*What you need to do:* Gather every line in the items below that contains the string "gray". Case counts.

--- START Information provided ---

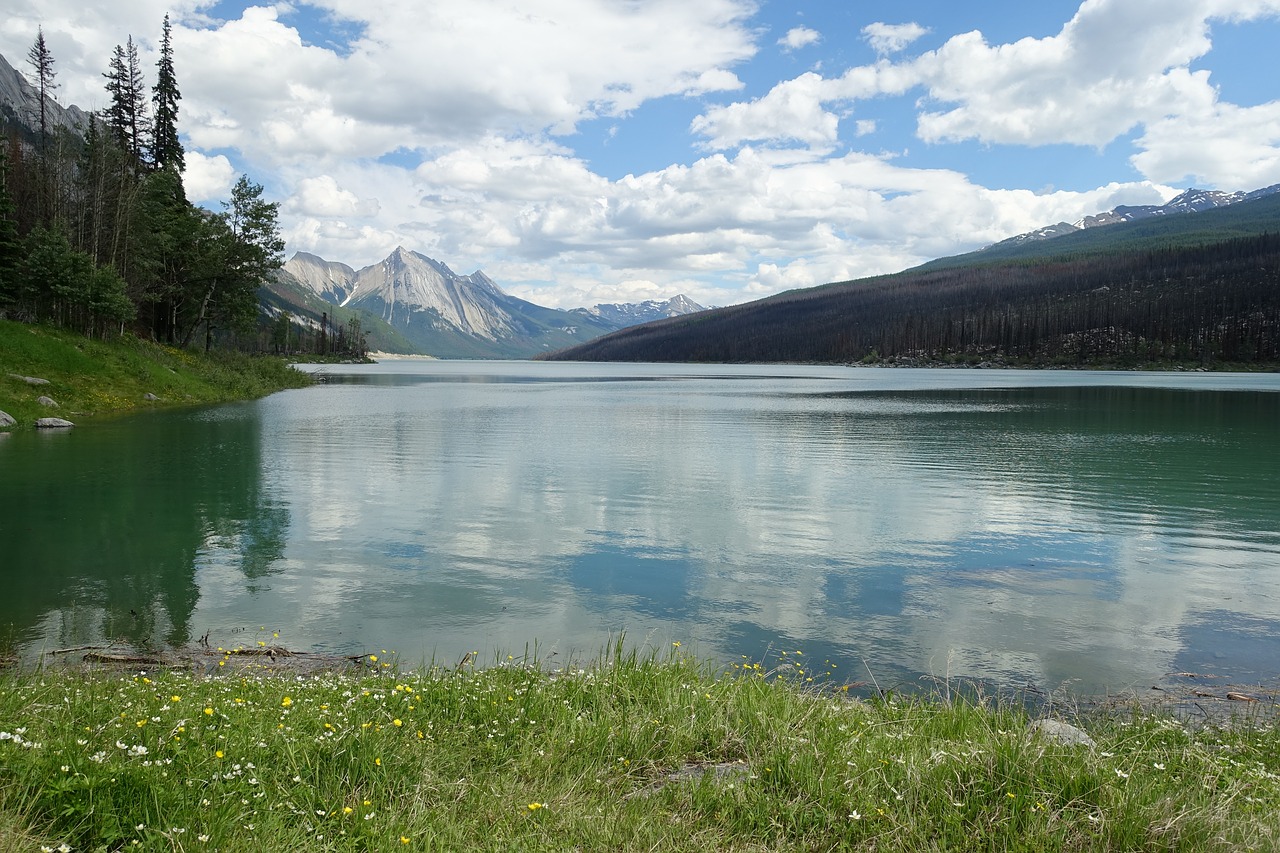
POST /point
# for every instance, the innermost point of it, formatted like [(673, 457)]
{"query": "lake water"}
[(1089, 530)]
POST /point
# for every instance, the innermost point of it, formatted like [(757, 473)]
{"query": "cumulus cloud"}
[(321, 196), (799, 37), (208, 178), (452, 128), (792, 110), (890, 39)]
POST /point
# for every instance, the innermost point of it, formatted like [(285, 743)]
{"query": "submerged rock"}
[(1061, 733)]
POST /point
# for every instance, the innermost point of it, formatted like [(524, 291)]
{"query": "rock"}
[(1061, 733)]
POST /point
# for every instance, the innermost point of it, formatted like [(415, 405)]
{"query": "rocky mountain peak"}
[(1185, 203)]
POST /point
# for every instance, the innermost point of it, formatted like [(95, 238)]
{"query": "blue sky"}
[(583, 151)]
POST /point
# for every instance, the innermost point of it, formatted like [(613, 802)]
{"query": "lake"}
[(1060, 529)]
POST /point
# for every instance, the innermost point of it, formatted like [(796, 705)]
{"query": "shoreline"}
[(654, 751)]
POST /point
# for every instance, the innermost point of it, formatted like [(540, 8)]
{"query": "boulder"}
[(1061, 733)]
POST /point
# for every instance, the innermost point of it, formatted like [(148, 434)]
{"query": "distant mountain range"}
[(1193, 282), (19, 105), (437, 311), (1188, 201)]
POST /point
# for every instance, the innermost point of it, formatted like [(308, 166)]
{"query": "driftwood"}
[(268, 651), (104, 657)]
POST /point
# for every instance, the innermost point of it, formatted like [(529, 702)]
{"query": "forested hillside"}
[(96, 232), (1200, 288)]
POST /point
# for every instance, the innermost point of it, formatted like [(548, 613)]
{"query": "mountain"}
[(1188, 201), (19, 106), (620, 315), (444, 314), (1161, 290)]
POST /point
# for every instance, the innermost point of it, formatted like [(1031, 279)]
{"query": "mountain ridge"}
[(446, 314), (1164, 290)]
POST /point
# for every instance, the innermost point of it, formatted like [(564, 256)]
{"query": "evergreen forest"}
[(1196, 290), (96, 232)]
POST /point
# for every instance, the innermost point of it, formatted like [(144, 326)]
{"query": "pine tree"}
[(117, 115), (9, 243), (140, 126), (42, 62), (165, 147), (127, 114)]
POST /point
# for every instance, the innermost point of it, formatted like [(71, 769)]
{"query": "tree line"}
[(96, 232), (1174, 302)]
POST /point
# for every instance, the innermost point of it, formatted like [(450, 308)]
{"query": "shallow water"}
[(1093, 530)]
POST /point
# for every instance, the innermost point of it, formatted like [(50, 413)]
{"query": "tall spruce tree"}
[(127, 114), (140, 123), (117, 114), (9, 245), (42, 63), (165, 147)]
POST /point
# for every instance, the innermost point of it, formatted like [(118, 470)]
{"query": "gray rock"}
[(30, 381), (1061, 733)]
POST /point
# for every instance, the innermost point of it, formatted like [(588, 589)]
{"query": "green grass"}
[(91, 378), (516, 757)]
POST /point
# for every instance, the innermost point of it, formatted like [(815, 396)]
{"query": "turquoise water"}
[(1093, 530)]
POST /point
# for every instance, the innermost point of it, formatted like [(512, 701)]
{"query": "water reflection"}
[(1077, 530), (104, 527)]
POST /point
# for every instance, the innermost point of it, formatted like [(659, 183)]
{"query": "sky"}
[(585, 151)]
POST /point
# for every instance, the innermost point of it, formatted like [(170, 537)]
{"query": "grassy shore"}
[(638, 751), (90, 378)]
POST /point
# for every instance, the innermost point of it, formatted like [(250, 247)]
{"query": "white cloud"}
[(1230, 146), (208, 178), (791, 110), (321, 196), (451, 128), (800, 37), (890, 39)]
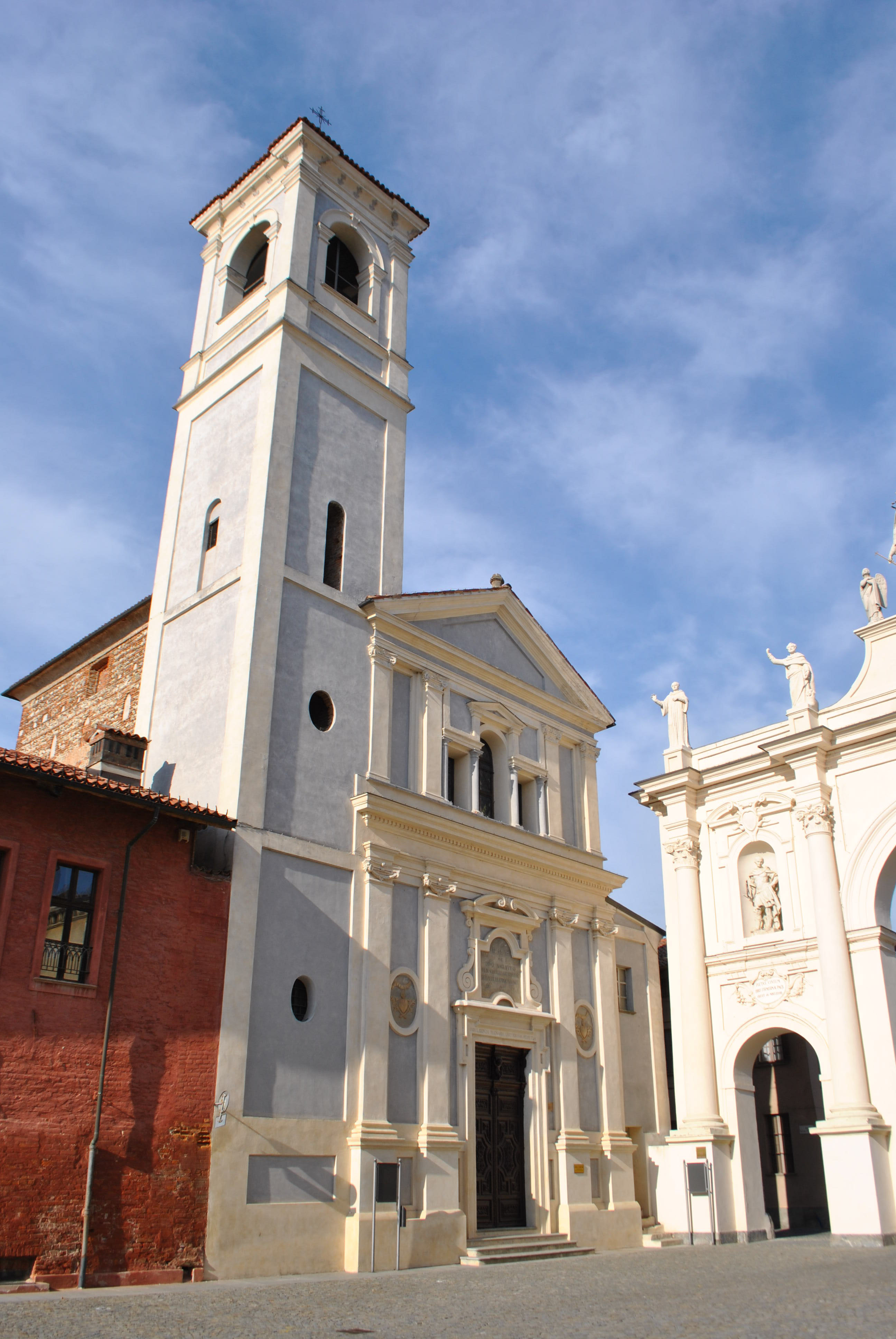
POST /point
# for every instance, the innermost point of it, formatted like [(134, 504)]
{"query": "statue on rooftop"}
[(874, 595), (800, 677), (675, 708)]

--- END Information provided ---
--- START Information provided ---

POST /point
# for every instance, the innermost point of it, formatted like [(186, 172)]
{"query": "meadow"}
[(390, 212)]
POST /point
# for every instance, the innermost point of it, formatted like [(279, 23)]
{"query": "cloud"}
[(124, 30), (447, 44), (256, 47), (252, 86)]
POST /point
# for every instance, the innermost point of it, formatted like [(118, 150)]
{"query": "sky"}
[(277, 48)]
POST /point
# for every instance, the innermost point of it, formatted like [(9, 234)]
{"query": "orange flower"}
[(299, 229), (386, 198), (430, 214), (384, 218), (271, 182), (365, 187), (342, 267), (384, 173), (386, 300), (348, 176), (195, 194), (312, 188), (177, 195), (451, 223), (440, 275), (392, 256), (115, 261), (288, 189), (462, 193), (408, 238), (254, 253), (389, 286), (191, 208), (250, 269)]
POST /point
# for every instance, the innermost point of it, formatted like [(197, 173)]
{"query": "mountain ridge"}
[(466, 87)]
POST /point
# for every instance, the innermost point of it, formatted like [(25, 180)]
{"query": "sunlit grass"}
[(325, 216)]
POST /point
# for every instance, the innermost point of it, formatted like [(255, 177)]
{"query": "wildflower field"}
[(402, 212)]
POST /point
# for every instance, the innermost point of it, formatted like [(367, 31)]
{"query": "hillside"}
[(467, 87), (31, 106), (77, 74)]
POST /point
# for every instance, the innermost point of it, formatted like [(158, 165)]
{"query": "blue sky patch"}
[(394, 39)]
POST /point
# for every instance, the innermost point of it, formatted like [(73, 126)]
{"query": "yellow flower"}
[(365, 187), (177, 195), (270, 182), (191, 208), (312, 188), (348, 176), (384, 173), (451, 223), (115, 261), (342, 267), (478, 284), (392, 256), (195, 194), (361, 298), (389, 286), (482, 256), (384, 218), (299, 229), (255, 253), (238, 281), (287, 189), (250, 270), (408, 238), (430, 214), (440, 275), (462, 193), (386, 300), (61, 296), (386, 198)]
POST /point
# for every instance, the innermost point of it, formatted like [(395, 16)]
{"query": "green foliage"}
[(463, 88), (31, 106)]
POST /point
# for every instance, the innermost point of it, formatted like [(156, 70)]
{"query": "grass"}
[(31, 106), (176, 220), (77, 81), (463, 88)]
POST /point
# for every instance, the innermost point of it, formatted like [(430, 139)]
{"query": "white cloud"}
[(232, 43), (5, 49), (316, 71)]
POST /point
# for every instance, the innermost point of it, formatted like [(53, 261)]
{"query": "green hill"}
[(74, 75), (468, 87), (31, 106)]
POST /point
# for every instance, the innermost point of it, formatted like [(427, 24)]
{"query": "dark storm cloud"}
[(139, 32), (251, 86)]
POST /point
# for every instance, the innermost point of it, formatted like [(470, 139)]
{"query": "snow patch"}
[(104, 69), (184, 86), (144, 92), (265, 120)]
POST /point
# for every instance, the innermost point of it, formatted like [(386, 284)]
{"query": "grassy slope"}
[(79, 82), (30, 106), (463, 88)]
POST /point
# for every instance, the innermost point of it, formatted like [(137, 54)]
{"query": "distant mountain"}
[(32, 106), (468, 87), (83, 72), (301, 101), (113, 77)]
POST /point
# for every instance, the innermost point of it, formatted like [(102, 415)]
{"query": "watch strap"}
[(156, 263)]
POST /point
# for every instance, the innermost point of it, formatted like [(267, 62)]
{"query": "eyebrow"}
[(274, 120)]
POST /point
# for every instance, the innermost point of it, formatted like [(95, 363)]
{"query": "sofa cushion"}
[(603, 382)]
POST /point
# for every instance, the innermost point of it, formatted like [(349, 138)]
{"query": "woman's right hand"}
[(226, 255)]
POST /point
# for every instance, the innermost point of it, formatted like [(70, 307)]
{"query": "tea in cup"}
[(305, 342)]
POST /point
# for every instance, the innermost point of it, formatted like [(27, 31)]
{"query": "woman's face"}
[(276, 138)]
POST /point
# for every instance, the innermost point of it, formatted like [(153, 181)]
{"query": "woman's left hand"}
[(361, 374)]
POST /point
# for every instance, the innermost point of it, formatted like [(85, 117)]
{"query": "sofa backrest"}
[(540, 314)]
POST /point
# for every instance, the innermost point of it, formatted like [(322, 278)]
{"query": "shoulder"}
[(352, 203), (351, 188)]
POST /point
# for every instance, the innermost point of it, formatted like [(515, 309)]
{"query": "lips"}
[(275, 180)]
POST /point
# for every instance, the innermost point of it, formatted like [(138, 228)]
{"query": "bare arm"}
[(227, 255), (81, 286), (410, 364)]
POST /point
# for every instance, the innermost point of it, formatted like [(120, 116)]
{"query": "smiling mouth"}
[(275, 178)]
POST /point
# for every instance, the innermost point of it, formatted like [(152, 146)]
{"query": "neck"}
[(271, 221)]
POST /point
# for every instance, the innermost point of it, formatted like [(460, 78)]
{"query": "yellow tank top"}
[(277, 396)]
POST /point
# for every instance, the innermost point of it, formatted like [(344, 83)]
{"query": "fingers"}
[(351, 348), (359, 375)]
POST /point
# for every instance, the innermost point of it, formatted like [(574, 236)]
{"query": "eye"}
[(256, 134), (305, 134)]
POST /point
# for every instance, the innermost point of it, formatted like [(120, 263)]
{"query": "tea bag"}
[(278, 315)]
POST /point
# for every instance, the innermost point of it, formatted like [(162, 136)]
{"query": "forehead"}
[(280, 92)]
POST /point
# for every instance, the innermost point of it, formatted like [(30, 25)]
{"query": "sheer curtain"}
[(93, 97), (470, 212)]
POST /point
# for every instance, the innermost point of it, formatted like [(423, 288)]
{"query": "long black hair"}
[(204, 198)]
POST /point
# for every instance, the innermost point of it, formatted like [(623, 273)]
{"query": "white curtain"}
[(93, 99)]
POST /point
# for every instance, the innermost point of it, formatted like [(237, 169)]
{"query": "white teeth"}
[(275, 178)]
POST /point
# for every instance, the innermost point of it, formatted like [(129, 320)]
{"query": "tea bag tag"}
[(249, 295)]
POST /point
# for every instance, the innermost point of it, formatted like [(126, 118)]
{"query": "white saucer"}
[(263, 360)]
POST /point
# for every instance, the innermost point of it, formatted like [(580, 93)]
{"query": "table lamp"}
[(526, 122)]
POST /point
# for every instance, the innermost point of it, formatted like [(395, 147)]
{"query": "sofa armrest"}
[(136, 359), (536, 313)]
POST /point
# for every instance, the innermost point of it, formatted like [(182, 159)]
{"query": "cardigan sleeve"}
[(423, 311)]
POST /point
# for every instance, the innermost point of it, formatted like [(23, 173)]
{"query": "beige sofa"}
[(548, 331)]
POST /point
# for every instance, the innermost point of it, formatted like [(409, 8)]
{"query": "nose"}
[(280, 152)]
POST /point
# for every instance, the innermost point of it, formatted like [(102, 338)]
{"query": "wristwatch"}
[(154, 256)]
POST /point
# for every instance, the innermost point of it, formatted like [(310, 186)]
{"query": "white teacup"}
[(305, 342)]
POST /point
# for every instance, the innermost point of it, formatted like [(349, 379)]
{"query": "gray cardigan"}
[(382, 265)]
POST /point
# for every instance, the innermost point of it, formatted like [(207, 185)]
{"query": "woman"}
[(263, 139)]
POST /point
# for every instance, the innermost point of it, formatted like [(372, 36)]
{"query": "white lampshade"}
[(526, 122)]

--- END Information provided ---

*Exercise solution:*
{"query": "gray rock"}
{"query": "gray cardigan"}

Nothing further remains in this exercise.